**Challenge**
Transcribe verbatim the lines of the rows below, beginning with the line that contains "Screenshot question: what is the bounding box of the nose" and continuing through the line that contains "[0,0,1316,325]", both of these lines included.

======== The input

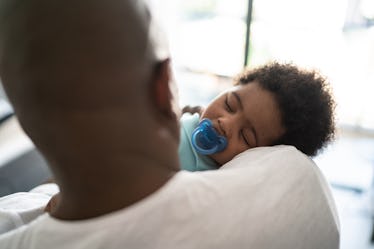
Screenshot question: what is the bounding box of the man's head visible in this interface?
[202,63,335,164]
[0,0,178,173]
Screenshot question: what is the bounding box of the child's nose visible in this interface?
[218,115,239,138]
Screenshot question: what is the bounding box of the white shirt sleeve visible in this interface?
[0,183,58,234]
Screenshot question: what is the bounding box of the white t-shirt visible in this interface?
[0,146,339,249]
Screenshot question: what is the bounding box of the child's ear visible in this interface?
[152,59,174,118]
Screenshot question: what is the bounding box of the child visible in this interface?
[179,63,335,171]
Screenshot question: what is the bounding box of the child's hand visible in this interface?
[182,105,204,116]
[44,193,60,213]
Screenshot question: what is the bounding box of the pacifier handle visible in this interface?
[191,119,227,155]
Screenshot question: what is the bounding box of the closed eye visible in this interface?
[240,130,250,147]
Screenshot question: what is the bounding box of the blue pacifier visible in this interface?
[191,119,227,155]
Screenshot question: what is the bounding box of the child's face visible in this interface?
[202,82,285,165]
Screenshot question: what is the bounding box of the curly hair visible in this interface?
[235,62,336,156]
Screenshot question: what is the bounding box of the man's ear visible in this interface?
[151,59,174,118]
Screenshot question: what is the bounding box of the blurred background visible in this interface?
[0,0,374,249]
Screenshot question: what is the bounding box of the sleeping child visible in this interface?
[179,62,335,171]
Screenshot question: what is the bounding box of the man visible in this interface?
[0,0,339,248]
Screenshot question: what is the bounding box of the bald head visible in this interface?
[0,0,165,111]
[0,0,177,160]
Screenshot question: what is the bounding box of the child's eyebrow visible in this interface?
[231,91,258,147]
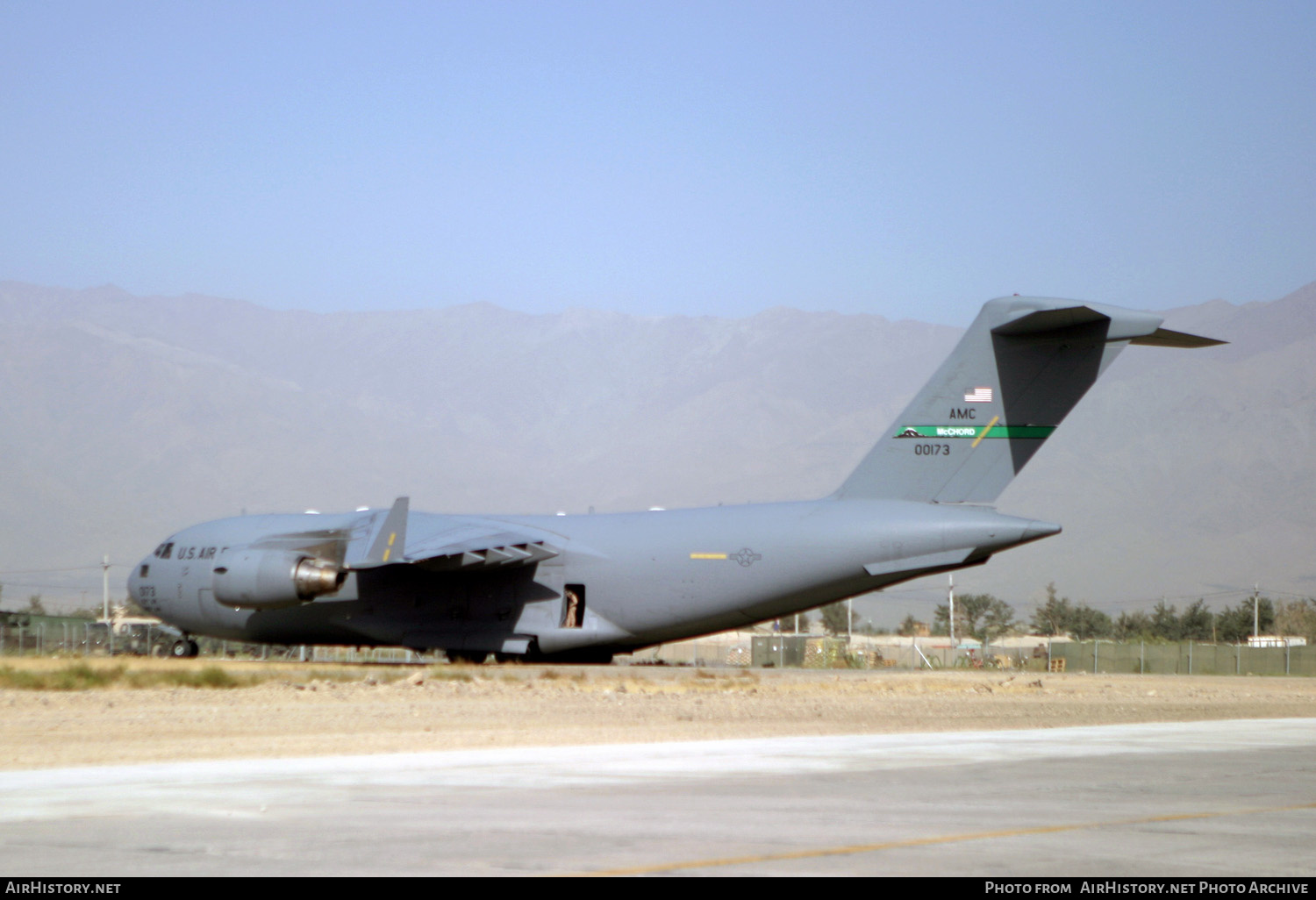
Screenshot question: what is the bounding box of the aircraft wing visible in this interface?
[405,523,561,571]
[349,497,560,571]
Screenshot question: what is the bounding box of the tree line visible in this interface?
[897,582,1316,644]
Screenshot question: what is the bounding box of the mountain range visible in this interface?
[0,282,1316,625]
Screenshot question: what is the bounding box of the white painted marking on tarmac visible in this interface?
[0,718,1316,821]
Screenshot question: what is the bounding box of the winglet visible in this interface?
[355,497,411,568]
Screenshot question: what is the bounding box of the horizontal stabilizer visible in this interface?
[834,296,1224,504]
[1129,328,1229,350]
[352,497,411,568]
[863,547,987,576]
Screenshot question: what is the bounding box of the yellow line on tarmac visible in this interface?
[969,416,1000,450]
[558,803,1316,878]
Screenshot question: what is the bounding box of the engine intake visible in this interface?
[215,550,347,610]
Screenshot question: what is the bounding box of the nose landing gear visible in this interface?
[168,637,202,660]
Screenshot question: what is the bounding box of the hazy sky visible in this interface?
[0,0,1316,325]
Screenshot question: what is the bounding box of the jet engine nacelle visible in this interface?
[215,550,347,610]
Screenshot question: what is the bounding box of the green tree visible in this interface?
[1111,610,1152,641]
[932,594,1015,644]
[897,613,928,637]
[1152,600,1184,641]
[823,600,850,637]
[1179,600,1216,641]
[1029,582,1074,637]
[1070,603,1115,641]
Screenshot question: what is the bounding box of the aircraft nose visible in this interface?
[1023,518,1063,544]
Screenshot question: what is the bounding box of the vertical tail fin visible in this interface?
[834,297,1224,503]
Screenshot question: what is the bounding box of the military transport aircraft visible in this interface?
[128,296,1223,662]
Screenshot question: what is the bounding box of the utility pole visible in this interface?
[100,553,110,623]
[100,553,115,655]
[947,573,955,649]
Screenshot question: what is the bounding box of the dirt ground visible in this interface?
[0,661,1316,770]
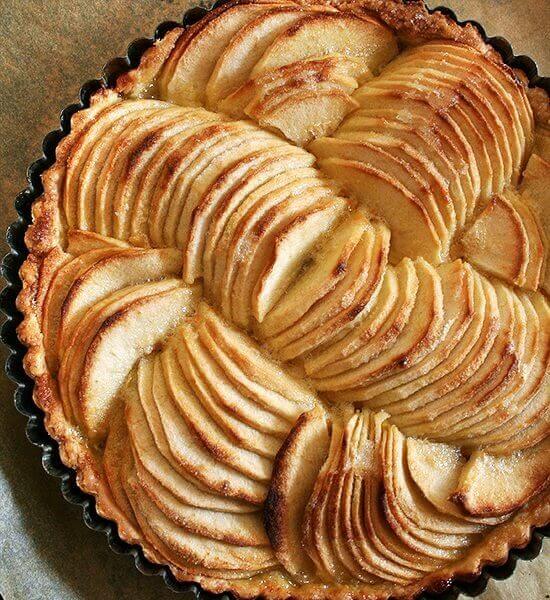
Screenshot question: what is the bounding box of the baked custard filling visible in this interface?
[18,0,550,600]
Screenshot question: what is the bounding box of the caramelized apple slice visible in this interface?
[309,134,450,253]
[206,6,336,108]
[203,157,315,304]
[461,196,529,285]
[159,3,277,106]
[258,211,369,338]
[268,221,389,360]
[315,260,443,399]
[252,13,397,76]
[406,438,507,525]
[453,439,550,516]
[79,286,198,439]
[265,408,329,582]
[319,158,441,264]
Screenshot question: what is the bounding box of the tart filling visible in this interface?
[18,0,550,600]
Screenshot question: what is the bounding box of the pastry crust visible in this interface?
[17,0,550,600]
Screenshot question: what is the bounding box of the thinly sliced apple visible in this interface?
[304,266,402,378]
[184,143,294,280]
[253,85,359,146]
[310,259,420,380]
[128,368,253,513]
[394,284,523,442]
[265,408,329,582]
[159,3,277,106]
[42,248,113,373]
[136,458,268,547]
[387,279,500,428]
[206,6,330,108]
[199,302,317,417]
[227,177,340,329]
[336,113,478,225]
[67,229,130,251]
[269,220,390,360]
[177,324,282,460]
[252,197,351,323]
[79,286,198,439]
[160,346,272,482]
[361,260,475,408]
[453,439,550,516]
[178,324,290,436]
[319,158,441,264]
[143,354,267,506]
[219,54,371,118]
[309,136,450,253]
[59,248,182,348]
[382,425,483,562]
[203,149,315,304]
[406,438,502,525]
[61,100,166,228]
[128,484,275,571]
[461,196,529,285]
[213,167,320,317]
[316,259,443,399]
[258,210,369,338]
[252,13,397,76]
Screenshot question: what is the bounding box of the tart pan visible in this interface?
[0,0,550,600]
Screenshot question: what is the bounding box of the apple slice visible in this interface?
[103,410,138,536]
[230,177,340,328]
[213,167,320,317]
[159,3,277,106]
[251,13,397,76]
[129,368,257,514]
[269,221,389,360]
[396,284,524,442]
[265,408,329,583]
[316,259,443,400]
[319,158,441,264]
[336,113,478,230]
[59,248,182,348]
[257,210,369,338]
[461,196,529,285]
[361,260,475,408]
[252,84,359,146]
[369,267,486,414]
[60,97,162,227]
[143,352,267,506]
[206,6,331,108]
[198,302,317,410]
[406,438,507,525]
[453,439,550,517]
[177,324,288,460]
[161,346,272,482]
[184,142,293,280]
[67,229,130,251]
[218,54,371,118]
[203,148,315,302]
[127,483,276,572]
[388,279,500,428]
[304,265,406,378]
[177,328,291,434]
[79,286,202,439]
[309,135,450,253]
[42,248,113,376]
[252,197,351,323]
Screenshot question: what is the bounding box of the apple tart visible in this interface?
[18,0,550,600]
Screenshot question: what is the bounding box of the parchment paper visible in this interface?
[0,0,550,600]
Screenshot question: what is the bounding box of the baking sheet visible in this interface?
[0,0,550,600]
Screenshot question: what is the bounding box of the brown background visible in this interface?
[0,0,550,600]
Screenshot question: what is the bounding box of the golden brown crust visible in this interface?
[17,0,550,600]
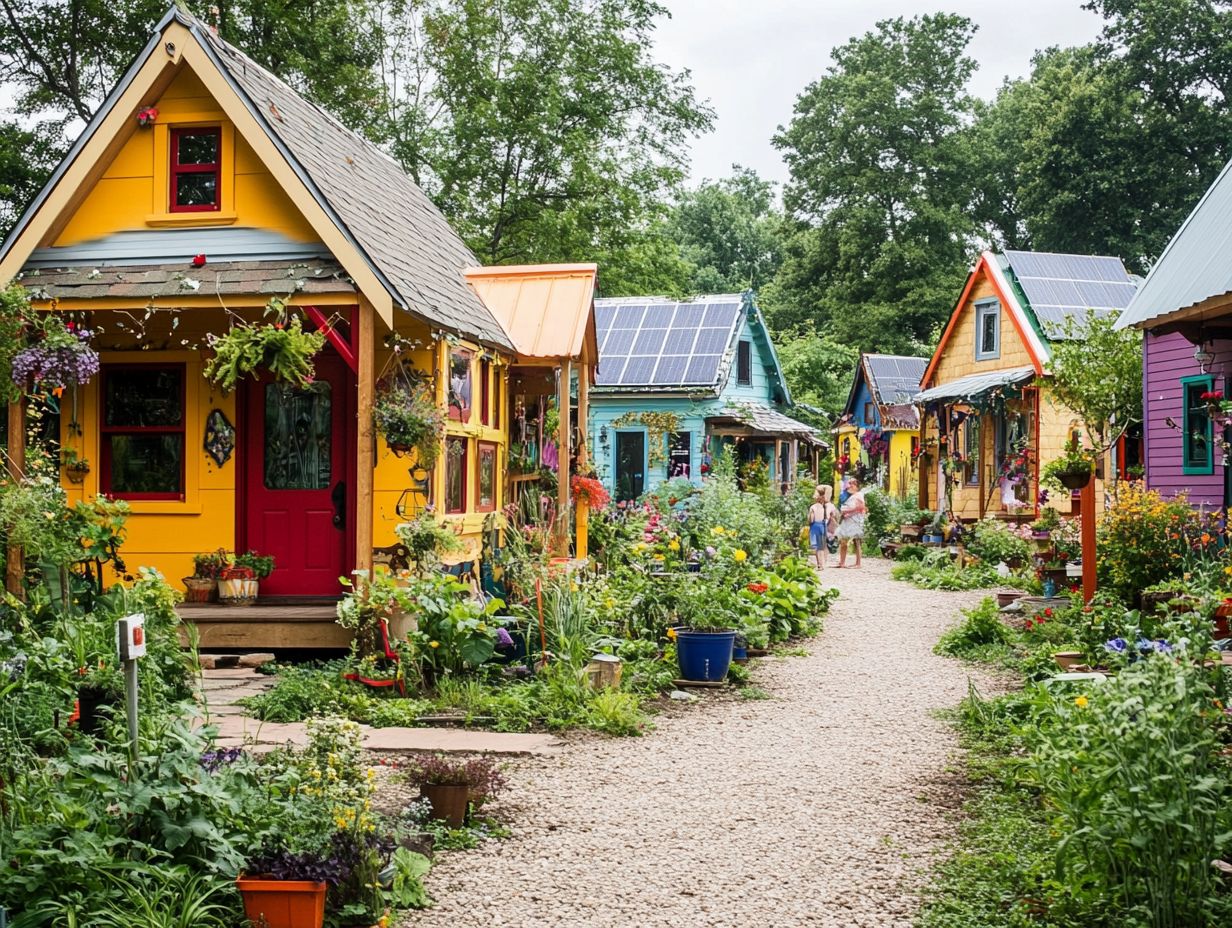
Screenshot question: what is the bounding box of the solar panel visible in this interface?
[1005,251,1138,339]
[595,297,742,387]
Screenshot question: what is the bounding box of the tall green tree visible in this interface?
[766,14,977,351]
[383,0,712,293]
[0,0,384,233]
[668,165,782,293]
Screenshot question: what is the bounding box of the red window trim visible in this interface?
[99,364,188,503]
[474,441,499,513]
[168,126,223,213]
[479,359,492,425]
[445,435,471,515]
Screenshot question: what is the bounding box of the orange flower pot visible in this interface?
[235,876,326,928]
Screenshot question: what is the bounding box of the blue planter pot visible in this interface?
[676,629,736,683]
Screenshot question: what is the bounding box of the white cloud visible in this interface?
[657,0,1100,181]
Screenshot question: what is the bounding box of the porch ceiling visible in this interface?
[17,258,355,299]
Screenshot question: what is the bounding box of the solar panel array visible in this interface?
[595,296,740,387]
[865,355,928,405]
[1005,251,1138,339]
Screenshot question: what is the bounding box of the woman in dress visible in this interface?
[838,477,869,567]
[808,483,839,567]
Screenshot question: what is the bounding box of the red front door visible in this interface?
[240,351,355,596]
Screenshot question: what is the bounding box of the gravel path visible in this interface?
[404,560,995,928]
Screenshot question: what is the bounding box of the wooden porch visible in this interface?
[176,600,351,651]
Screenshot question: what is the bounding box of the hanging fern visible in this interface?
[205,299,325,393]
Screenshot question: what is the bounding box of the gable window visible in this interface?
[1180,376,1215,473]
[736,339,753,383]
[170,127,222,213]
[100,365,185,499]
[976,299,1000,361]
[668,431,692,479]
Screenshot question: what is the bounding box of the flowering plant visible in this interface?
[569,474,611,509]
[12,315,99,391]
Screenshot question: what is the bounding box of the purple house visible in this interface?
[1117,158,1232,507]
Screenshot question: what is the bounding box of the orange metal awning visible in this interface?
[464,264,599,368]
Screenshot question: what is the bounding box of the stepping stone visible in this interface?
[197,654,240,670]
[239,651,274,667]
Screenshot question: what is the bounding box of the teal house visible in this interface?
[589,292,825,500]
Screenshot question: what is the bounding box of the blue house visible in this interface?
[834,354,929,497]
[589,292,825,500]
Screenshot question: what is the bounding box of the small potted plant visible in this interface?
[1042,436,1095,490]
[218,551,274,606]
[405,754,505,828]
[184,548,230,603]
[235,844,342,928]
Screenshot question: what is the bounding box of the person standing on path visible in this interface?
[808,483,839,567]
[837,477,869,567]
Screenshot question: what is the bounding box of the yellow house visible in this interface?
[0,9,594,647]
[834,354,928,498]
[915,251,1136,520]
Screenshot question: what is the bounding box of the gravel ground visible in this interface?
[404,558,1000,928]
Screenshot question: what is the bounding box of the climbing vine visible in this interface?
[612,413,680,467]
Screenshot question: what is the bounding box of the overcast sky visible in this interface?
[658,0,1101,181]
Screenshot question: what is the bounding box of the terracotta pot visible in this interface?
[419,784,471,828]
[235,876,326,928]
[184,577,218,603]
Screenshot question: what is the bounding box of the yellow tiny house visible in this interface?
[0,9,579,647]
[915,251,1136,520]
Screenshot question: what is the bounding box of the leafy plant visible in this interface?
[205,297,325,392]
[372,375,445,470]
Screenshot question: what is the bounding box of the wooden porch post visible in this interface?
[355,301,376,571]
[4,399,26,599]
[556,357,573,557]
[1082,473,1095,604]
[574,355,590,560]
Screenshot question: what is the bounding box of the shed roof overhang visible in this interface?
[913,367,1036,405]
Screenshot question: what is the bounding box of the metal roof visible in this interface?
[706,403,818,440]
[1003,251,1138,340]
[466,264,599,364]
[913,367,1035,404]
[595,293,752,388]
[864,355,928,405]
[1116,161,1232,328]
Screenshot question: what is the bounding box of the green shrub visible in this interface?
[967,518,1031,567]
[1032,654,1232,928]
[934,598,1014,659]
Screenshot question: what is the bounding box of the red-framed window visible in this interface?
[479,359,492,425]
[445,436,467,515]
[169,126,223,213]
[474,441,496,513]
[99,364,186,499]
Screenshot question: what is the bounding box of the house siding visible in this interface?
[1143,332,1232,507]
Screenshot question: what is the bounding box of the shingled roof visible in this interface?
[5,7,513,348]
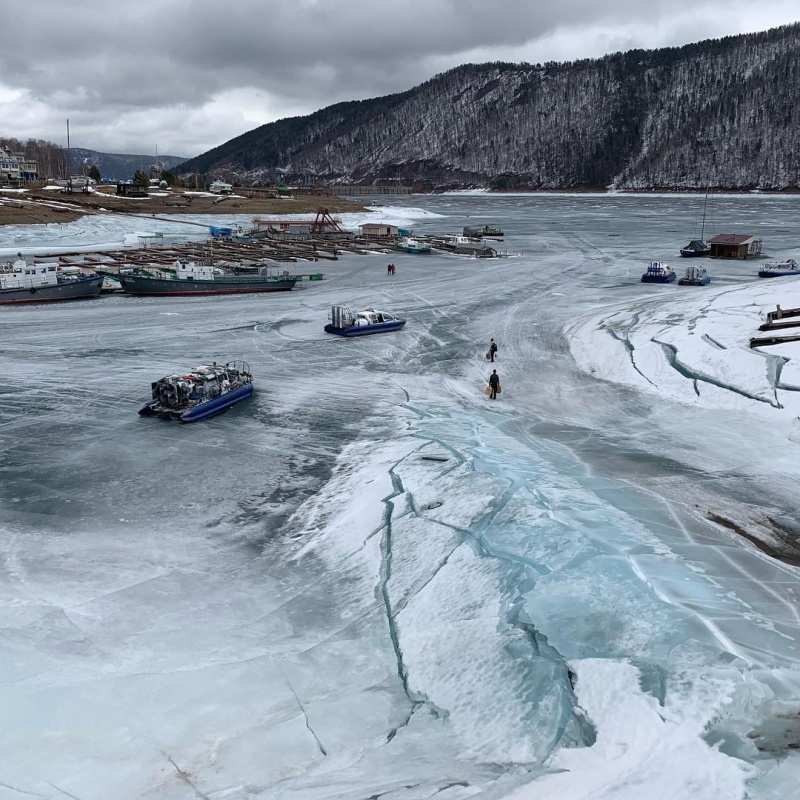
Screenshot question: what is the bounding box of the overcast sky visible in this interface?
[0,0,800,158]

================

**Response**
Screenshot question: what is the bounding box of the nose landing gear visible in this interface?
[168,637,202,660]
Screenshot question: what is the bounding box of the hazy sky visible in this interface?
[0,0,1316,325]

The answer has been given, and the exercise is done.